### [Assignment]
Of the entries below, return exactly those lines that fall between the one containing "Where can the canal" and the one containing "Target: sky", the two end lines included.

BEGIN

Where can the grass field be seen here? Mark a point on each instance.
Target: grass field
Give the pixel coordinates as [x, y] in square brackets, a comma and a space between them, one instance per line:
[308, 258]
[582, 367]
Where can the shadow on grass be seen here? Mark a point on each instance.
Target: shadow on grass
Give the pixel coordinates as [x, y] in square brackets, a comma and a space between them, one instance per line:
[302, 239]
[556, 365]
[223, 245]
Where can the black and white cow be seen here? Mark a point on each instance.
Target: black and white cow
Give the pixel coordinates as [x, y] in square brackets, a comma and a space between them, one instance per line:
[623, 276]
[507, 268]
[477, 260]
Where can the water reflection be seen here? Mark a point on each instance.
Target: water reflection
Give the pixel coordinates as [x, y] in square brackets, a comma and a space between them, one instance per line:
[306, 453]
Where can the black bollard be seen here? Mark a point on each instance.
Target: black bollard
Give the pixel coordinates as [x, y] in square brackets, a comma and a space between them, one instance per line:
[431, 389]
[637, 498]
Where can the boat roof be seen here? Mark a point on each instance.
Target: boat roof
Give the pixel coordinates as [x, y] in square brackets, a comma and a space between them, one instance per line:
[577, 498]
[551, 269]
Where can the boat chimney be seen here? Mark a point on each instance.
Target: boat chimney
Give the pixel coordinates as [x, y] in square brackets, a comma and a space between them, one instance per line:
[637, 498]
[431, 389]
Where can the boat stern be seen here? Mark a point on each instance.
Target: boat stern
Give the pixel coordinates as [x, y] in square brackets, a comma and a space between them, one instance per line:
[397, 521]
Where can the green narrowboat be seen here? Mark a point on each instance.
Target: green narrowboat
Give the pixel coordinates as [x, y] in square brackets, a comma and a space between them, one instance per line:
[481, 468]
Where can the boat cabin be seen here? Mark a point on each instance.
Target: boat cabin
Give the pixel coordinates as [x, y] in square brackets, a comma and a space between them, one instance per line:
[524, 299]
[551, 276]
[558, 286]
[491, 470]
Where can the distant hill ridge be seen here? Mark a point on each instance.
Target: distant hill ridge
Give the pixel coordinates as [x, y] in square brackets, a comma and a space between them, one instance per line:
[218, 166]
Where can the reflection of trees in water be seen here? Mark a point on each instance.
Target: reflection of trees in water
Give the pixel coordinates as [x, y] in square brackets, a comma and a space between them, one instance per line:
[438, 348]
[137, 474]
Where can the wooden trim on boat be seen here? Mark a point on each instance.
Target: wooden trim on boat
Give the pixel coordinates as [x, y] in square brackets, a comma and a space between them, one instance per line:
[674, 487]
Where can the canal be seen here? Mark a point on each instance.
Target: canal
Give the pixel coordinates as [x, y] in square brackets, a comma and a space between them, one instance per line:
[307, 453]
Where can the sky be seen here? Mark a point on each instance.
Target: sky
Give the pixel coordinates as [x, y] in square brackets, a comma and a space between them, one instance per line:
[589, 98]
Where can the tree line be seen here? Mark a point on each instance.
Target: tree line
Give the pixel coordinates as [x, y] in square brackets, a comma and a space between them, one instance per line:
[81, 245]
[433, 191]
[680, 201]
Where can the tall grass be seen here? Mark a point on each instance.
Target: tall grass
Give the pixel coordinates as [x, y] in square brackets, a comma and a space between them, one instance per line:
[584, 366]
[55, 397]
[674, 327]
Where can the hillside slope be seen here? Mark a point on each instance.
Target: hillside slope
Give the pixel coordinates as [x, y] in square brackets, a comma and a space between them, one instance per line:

END

### [Solution to this problem]
Where can the canal be seen here? Mark a point on each instance.
Target: canal
Give the pixel coordinates as [x, y] in square brackets, a comma and a space between them, one instance per line:
[307, 453]
Where can the sky be seen here? Mark a point on each instance.
Target: sky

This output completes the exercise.